# TEXTAUSZUG
────────────────────────────────────────

Ein neuer Investor für die Greizer Vereinsbrauerei

Wie geht es der Brauerei in Greiz heute? Das Insolvenzjahr war definitiv nicht das leichteste: Lieferanten, die bezahlt werden wollten, noch höhere Rohstoffpreise und fehlende Mitarbeiter. Zusätzlich noch die schwierige Suche nach einem Investor. "Das Überangebot an Brauereien und der allgemein sinkende Bierkonsum machen den Markt nicht gerade attraktiv", berichtet Brauerei-Insolvenzverwalter Marcello Di Stefano.

In Greiz passen die Grundvoraussetzungen.

Marcello Di Stefano Insolvenzverwalter

Gelohnt hat sich die Suche trotzdem. Seit Anfang Februar ist André Panse der neue Investor der Greizer Vereinsbrauerei. Der aus Erfurt stammende Unternehmer bringt neben dem betriebswirtschaftlichen Know-how auch viel Erfahrung im Bereich der erneuerbaren Energien mit, so die Brauerei. Das soll auch in Zukunft bei dem Greizer Bier ein wichtiges Thema sein. Diesbezüglich wurden auch schon die ersten Arbeiten vorgenommen. Mit den Technologien möchte Panse die hohen Energiepreise des Unternehmens senken. Zusätzlich sollen neue Arbeitsplätze entstehen.

────────────────────────────────────────

(Datensatzeinträge)
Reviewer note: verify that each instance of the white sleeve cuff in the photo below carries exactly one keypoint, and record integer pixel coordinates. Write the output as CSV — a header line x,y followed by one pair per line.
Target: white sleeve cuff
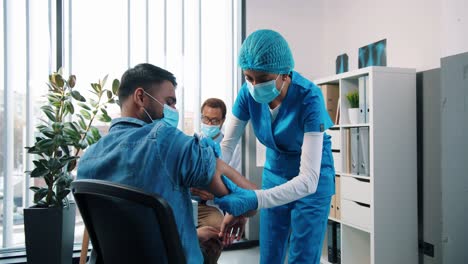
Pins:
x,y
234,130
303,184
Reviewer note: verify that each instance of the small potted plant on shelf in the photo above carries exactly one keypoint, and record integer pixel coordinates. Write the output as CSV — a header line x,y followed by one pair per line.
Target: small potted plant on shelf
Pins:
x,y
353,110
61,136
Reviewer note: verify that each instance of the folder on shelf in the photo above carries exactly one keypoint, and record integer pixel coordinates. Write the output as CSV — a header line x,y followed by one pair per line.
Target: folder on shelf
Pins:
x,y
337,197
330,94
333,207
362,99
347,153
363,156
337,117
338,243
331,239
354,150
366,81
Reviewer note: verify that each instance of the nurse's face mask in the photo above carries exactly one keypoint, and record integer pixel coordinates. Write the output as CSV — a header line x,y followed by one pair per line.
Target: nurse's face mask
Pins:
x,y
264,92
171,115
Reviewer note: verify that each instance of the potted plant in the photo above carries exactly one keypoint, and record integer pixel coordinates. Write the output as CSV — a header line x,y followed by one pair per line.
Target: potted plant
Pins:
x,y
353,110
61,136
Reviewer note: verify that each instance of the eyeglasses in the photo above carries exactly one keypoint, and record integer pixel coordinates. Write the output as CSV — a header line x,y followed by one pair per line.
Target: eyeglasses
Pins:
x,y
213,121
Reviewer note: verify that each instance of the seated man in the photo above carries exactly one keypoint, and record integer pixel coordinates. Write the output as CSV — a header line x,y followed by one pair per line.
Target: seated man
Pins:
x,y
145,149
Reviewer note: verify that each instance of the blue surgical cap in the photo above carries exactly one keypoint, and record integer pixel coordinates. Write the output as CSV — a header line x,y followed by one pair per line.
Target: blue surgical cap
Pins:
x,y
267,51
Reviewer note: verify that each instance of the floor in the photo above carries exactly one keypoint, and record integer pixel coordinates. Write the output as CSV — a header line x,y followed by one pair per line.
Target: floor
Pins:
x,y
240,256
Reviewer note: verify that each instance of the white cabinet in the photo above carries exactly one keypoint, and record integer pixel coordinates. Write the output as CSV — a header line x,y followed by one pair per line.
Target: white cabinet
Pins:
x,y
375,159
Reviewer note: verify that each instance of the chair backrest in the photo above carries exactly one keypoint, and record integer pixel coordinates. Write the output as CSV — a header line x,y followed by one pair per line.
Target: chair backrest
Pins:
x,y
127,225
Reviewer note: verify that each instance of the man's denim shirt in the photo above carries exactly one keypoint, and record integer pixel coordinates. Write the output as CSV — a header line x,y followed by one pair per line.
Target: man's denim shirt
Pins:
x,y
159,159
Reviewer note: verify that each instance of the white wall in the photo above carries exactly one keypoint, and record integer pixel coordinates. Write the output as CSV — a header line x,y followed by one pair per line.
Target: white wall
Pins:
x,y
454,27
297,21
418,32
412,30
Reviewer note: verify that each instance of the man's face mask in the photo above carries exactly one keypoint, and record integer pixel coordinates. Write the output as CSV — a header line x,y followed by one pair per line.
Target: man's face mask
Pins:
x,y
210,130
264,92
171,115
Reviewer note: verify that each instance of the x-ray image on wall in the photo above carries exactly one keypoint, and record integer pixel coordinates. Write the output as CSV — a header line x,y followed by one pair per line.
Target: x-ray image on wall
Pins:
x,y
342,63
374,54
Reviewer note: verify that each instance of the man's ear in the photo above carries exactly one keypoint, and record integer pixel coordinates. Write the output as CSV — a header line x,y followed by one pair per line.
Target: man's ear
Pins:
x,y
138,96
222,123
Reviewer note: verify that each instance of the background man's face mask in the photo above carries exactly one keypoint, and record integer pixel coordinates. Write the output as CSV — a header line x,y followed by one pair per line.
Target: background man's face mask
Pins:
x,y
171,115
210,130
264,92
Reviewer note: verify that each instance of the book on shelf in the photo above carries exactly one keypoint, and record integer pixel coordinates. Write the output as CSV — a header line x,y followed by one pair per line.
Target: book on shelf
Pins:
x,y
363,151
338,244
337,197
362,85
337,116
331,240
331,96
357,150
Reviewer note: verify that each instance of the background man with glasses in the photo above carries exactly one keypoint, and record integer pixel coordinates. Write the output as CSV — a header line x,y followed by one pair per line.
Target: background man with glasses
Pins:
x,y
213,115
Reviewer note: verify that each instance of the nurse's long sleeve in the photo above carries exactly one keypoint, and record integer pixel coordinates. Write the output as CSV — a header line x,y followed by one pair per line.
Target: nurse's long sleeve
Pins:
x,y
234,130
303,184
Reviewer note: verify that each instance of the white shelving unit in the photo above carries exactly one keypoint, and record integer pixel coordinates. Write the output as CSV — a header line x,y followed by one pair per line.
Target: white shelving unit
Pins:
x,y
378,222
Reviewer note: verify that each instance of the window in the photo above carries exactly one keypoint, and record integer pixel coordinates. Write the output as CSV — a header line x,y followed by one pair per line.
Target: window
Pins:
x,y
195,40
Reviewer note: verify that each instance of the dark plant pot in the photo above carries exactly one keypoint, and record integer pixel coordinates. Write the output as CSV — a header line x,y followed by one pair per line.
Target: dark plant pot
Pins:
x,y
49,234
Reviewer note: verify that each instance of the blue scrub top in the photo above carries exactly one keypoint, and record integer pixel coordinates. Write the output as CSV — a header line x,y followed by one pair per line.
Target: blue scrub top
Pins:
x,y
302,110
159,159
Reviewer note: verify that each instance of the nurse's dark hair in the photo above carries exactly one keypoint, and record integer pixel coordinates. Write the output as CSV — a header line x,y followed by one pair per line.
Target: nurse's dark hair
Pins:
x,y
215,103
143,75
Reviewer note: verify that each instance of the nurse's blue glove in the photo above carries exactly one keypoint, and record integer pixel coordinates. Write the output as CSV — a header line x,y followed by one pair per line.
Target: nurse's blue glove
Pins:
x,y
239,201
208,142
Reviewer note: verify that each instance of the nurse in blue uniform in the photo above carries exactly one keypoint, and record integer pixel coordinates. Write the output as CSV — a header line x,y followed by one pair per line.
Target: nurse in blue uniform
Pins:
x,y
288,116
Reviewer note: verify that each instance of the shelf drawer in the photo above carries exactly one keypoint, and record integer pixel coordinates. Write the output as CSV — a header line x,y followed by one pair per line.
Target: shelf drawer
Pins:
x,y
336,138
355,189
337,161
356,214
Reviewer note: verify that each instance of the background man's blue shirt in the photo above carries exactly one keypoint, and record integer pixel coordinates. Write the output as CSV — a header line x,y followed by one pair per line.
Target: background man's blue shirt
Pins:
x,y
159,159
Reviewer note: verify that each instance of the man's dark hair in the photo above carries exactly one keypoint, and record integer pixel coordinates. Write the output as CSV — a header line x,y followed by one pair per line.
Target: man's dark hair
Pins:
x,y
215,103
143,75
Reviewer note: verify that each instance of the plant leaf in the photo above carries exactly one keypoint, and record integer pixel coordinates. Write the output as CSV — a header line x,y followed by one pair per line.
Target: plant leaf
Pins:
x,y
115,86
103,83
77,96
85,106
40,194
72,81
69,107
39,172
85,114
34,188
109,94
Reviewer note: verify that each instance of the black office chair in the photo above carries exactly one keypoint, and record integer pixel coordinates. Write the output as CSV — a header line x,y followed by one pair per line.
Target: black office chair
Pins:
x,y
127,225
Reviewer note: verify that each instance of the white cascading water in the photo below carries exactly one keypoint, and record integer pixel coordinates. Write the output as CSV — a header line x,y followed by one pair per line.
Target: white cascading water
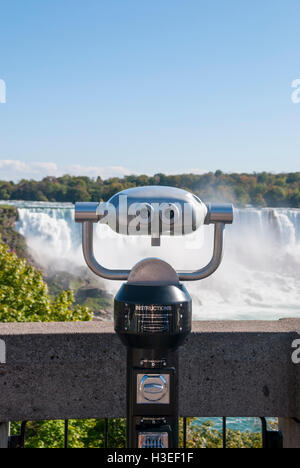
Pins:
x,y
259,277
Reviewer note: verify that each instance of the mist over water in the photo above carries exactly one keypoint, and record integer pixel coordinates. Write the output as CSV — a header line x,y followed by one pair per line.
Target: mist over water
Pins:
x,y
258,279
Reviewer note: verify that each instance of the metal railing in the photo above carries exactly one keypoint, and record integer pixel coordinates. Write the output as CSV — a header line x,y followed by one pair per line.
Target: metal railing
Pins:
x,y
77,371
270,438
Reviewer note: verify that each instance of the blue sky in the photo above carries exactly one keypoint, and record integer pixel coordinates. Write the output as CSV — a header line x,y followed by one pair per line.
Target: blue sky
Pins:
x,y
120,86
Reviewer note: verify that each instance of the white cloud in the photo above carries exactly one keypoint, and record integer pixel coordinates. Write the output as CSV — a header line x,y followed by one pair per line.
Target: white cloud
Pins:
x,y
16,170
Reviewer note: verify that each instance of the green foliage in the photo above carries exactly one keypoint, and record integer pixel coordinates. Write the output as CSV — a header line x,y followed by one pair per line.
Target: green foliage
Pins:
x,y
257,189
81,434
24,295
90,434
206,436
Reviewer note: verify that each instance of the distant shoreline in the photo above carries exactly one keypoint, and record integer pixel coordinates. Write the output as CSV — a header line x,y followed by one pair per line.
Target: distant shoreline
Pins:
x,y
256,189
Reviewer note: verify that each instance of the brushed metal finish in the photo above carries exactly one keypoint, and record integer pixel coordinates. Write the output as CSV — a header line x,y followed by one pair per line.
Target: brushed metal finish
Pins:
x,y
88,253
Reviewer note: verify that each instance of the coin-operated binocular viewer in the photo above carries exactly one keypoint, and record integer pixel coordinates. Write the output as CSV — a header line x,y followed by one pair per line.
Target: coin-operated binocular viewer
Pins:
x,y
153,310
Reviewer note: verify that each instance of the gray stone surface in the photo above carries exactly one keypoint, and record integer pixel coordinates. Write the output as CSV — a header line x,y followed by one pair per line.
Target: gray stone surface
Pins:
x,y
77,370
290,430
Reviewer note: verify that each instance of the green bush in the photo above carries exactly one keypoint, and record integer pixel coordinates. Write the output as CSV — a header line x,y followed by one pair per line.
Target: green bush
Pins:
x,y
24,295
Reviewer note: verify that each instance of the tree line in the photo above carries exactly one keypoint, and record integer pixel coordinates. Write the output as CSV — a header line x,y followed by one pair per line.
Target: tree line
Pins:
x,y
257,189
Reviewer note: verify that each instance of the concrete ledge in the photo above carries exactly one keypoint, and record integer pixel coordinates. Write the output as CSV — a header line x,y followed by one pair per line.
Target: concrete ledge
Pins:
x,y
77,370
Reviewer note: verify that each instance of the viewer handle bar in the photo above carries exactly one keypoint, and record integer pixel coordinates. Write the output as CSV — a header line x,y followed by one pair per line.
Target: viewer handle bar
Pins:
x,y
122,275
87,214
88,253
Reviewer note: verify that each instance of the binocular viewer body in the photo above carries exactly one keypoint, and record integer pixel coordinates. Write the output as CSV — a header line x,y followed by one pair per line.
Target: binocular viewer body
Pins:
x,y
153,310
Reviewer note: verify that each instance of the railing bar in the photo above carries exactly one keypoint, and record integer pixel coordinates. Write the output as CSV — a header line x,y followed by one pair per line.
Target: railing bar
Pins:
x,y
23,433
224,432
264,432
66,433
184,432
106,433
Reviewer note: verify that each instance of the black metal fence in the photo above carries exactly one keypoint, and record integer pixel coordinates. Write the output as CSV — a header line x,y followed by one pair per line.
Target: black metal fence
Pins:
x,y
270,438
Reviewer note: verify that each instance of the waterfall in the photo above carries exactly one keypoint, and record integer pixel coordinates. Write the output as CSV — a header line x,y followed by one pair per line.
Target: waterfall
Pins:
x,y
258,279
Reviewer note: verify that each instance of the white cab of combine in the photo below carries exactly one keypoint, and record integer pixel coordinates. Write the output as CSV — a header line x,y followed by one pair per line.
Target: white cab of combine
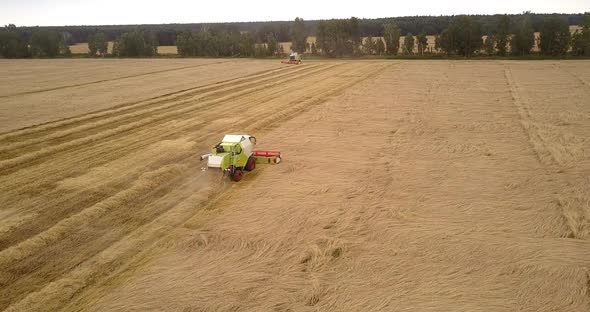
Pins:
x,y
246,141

────────────────────────────────────────

# IHRE AUFGABEN
[A] Fassen Sie bitte den Absatz des Textauszugs, der mit „Gelohnt hat sich die Suche trotzdem“ beginnt, kürzer zusammen und behalten Sie dabei seine wesentlichen Fakten bei.
[B] Welche Funktion hat Marcello Di Stefano laut dem Textauszug?
Die Zeilen sind eigenständiges Material und stehen für sich.

# ERGEBNISSE DER AUFGABEN
[A] Die Investorensuche war erfolgreich: Seit Anfang Februar ist der Erfurter Unternehmer André Panse neuer Investor der Greizer Vereinsbrauerei. Laut Brauerei bringt er betriebswirtschaftliches Know-how und viel Erfahrung mit erneuerbaren Energien mit. Diese sollen auch künftig beim Greizer Bier wichtig sein, und erste Arbeiten dazu wurden bereits vorgenommen. Mit den Technologien will Panse die hohen Energiepreise des Unternehmens senken. Außerdem sollen neue Arbeitsplätze entstehen.

[B] Er ist Insolvenzverwalter der Brauerei.